Data provided:
--------------------------------
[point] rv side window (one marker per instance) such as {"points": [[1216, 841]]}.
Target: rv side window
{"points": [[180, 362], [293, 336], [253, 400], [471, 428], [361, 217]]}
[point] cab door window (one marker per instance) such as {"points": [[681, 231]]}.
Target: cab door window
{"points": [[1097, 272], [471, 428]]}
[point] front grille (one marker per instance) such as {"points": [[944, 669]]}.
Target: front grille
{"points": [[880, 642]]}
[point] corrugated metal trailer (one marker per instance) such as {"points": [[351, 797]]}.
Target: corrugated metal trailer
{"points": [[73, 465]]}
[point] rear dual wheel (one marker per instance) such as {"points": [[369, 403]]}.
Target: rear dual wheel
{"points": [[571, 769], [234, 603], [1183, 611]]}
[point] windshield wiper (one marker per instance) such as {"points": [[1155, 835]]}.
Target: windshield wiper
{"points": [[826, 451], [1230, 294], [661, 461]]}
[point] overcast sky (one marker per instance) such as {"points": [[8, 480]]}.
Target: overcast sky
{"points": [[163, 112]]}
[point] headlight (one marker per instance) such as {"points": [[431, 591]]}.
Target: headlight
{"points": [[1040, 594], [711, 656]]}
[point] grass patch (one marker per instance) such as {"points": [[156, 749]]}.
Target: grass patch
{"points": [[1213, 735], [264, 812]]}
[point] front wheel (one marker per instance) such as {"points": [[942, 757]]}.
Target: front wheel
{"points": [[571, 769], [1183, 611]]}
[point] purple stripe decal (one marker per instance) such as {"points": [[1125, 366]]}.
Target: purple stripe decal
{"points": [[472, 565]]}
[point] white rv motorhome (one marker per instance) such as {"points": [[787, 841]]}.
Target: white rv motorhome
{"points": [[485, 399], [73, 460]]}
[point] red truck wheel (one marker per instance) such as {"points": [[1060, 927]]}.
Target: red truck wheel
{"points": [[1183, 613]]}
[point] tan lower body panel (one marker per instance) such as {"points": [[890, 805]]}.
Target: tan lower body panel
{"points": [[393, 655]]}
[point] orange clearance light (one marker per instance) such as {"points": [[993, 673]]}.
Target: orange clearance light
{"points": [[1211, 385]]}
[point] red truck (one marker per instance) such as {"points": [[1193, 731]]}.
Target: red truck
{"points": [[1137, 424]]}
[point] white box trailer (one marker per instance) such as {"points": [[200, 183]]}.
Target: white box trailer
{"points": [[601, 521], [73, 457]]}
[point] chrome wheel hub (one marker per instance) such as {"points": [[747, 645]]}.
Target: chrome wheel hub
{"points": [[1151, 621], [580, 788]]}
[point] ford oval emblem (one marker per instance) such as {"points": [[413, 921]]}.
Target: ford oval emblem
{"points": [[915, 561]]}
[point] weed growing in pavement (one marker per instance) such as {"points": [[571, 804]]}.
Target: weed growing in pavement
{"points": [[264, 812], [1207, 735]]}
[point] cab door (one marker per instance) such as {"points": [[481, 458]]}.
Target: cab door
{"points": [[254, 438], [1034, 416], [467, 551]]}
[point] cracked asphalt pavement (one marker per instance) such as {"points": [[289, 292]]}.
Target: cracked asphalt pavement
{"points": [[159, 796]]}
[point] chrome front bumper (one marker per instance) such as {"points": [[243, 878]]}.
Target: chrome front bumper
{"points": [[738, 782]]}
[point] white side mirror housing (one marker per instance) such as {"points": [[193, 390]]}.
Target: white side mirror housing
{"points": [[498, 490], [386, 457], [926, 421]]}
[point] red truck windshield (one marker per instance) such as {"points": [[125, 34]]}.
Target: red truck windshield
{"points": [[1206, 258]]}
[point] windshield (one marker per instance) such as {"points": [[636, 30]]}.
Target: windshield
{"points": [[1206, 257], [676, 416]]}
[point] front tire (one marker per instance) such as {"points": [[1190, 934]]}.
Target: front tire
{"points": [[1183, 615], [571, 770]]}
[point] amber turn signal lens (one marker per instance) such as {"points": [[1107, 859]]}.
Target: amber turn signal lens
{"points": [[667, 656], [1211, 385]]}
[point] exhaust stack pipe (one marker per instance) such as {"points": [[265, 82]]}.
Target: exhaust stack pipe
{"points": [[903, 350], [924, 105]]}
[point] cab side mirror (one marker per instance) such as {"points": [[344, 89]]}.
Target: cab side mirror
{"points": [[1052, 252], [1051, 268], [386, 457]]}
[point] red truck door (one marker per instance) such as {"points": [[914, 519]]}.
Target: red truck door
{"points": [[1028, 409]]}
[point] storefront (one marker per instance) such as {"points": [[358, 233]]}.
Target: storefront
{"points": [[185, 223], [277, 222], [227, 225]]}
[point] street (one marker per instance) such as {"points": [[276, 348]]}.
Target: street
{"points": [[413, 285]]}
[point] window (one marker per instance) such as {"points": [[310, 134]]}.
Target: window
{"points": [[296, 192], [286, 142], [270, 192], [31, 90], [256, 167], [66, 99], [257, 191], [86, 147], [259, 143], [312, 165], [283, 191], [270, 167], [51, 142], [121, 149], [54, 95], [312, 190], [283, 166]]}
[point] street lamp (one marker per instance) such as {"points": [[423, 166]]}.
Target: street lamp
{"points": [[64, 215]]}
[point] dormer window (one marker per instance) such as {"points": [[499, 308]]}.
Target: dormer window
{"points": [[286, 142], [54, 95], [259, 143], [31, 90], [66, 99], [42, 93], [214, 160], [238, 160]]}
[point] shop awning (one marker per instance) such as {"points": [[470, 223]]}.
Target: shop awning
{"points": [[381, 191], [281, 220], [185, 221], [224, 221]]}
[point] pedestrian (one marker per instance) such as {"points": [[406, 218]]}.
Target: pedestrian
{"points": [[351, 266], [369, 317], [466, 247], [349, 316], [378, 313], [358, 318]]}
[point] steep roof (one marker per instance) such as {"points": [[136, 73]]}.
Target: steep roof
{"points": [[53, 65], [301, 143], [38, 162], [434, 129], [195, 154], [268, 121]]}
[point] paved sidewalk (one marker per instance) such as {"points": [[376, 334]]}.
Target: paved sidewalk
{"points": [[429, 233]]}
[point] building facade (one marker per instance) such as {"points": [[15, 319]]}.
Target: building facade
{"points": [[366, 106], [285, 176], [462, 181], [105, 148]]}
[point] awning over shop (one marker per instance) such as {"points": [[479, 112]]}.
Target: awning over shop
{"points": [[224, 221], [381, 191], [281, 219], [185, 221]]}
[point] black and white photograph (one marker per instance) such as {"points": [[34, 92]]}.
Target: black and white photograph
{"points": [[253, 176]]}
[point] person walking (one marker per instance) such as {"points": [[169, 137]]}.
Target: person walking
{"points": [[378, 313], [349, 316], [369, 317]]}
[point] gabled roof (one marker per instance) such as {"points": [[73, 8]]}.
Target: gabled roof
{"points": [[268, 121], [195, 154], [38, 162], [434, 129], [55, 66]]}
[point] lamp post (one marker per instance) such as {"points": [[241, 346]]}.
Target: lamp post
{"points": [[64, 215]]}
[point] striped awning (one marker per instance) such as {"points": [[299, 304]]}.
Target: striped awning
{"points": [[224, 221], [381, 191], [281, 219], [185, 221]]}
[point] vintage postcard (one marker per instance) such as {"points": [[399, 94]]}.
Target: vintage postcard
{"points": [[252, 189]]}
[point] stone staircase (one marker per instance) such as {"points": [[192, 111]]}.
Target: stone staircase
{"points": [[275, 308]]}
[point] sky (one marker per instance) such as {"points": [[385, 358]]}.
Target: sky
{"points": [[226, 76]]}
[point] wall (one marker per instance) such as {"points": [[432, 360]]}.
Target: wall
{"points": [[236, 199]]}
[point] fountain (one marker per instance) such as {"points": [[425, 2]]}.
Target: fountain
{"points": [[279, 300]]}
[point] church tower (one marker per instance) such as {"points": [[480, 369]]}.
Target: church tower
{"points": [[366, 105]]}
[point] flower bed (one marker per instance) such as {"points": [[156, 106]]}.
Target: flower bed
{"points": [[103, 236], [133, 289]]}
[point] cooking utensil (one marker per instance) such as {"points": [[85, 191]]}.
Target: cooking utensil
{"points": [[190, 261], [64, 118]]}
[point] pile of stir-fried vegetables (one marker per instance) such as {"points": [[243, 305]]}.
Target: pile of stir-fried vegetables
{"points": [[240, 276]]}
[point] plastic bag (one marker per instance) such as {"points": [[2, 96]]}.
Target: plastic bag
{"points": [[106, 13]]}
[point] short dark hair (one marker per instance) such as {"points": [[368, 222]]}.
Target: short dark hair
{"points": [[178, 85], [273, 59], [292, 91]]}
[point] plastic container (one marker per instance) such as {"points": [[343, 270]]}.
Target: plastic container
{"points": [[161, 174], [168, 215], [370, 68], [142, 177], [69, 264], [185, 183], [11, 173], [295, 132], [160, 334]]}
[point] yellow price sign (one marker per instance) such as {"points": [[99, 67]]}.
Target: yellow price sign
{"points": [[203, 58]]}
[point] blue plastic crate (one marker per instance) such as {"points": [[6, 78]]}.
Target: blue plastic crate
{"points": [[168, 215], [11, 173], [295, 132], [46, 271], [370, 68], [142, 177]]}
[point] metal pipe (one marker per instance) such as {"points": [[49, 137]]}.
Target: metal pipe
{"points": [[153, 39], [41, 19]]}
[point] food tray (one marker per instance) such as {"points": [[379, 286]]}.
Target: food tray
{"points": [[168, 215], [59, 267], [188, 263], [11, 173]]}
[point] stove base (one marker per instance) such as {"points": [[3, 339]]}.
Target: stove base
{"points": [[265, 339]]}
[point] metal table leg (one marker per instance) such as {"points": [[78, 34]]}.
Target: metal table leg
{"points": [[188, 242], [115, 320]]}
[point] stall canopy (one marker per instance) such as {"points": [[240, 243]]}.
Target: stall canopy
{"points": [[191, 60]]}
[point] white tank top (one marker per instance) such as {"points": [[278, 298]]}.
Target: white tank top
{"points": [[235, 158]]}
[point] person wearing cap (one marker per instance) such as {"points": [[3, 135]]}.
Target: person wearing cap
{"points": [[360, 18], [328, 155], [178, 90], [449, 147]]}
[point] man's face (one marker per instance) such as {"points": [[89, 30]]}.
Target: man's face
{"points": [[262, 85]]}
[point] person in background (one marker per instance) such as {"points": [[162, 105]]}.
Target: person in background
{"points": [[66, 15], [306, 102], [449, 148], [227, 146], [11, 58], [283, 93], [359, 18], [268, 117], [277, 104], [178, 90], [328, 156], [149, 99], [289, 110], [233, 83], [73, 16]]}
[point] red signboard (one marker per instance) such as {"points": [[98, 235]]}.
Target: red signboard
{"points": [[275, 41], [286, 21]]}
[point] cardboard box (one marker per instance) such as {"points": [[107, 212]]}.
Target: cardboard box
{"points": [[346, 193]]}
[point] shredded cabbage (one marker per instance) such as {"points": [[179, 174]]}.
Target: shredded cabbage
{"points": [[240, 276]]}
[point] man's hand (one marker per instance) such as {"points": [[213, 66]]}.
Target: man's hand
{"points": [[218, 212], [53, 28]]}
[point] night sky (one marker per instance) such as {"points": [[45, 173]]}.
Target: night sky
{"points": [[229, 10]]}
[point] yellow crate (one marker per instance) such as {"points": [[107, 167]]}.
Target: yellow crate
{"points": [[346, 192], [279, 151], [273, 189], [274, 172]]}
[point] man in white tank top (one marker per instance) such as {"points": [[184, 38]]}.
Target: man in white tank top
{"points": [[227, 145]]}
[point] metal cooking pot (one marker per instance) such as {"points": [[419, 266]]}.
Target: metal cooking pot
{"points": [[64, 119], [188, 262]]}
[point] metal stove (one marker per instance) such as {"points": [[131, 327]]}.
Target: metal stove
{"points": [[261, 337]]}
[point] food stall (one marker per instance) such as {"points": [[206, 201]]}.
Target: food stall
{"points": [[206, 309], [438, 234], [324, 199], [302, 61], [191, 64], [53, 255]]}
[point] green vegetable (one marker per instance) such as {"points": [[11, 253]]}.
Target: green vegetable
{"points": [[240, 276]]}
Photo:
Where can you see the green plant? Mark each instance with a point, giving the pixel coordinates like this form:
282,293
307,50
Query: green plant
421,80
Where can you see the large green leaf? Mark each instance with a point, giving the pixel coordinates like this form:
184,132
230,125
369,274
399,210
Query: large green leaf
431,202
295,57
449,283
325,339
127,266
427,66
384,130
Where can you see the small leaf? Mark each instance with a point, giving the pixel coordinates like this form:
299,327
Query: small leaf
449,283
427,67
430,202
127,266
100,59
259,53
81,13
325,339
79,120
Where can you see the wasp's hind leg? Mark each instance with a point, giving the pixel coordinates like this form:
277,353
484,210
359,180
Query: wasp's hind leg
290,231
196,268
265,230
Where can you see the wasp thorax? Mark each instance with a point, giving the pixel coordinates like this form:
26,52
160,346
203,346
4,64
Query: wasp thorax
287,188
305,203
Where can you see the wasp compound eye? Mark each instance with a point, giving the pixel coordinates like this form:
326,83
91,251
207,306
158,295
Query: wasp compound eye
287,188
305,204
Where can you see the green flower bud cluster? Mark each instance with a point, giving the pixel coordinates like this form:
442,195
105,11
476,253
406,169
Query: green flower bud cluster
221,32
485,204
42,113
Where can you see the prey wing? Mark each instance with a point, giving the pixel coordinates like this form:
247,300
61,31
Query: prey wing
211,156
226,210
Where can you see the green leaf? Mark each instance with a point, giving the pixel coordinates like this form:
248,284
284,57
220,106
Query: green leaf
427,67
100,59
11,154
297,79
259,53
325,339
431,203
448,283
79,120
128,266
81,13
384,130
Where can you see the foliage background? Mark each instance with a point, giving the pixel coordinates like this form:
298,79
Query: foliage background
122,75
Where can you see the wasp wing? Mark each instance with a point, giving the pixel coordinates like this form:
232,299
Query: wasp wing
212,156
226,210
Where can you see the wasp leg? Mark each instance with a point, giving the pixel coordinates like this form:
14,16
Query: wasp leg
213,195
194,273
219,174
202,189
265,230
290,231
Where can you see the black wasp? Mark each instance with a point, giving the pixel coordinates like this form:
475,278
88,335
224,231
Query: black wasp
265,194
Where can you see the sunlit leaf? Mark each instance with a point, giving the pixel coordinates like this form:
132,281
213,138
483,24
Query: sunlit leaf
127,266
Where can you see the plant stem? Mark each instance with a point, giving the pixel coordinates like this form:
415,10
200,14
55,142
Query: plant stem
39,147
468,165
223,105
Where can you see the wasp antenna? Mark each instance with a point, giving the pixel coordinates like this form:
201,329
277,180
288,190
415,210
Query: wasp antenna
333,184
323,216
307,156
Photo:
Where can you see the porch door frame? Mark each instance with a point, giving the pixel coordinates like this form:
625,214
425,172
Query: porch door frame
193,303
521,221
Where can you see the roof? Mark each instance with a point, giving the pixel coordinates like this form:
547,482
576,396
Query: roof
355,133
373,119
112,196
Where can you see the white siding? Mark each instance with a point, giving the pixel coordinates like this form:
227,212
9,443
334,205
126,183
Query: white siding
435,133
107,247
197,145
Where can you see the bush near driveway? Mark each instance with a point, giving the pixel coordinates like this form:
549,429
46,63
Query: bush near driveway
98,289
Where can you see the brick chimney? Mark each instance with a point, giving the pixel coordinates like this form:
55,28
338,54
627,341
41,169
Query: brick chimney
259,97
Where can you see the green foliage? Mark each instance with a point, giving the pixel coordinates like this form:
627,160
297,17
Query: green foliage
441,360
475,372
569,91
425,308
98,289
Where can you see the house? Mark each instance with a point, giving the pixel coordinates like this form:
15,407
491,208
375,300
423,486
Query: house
--------------------------------
Exercise: Transcribe exactly, and only, the lines from the one bearing "Where can you see the white" through the last line of the entries, counting both.

Written reply:
Where can you see the white siding? Mark each instance with a point, giving the pixel coordinates like this form:
227,212
9,443
334,205
126,183
Query: white siding
435,133
107,247
197,145
Where can you see the bush near driveway? Mark each instance with a point, giving the pixel coordinates like this form:
549,429
46,63
Query: bush near driveway
98,289
Where can you see the brick chimney? Mark each instance with a point, giving the pixel coordinates like this form:
55,28
338,54
627,341
41,169
Query: brick chimney
259,97
Where can you see the green foliage? Mark each instance with a point, giving the pixel coordinates like this form:
627,160
297,17
Query: green foliage
441,360
475,372
569,91
425,308
98,289
Where can you see the house? Mark each instance with a point, giving the pixel coordinates like this form:
15,407
491,208
375,300
423,486
Query: house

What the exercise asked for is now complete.